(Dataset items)
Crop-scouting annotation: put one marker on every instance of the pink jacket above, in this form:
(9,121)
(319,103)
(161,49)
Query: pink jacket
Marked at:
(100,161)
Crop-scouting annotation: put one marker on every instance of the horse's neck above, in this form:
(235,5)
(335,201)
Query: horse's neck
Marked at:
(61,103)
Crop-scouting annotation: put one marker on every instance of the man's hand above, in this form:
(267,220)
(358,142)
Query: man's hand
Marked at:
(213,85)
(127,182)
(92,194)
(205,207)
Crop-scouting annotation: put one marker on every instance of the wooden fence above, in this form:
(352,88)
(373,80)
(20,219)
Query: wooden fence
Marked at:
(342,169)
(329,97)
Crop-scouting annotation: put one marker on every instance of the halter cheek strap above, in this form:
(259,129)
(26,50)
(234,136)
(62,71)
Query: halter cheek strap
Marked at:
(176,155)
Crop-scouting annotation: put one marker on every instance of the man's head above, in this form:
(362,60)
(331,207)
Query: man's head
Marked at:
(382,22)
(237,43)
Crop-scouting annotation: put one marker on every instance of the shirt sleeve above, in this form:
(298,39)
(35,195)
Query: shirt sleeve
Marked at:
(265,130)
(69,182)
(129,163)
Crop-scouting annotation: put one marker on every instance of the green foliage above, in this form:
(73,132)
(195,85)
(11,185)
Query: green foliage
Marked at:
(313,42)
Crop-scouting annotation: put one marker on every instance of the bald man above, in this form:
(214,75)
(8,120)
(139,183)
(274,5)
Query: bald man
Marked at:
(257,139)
...
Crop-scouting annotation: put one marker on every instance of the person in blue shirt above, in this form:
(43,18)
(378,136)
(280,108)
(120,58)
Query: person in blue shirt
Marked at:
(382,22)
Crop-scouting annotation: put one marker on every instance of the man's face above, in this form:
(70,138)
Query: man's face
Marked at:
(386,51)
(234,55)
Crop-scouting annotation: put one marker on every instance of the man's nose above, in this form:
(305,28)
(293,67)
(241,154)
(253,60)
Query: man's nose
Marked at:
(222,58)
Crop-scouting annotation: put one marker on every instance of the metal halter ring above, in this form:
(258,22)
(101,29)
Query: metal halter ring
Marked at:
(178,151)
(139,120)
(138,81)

* Task: Please find each line above that contains the word "green", and copy those lines out.

* Answer for the task:
Crop-scouting annotation: put one marker on every instance of the green foliage above, in this form:
Query: green foliage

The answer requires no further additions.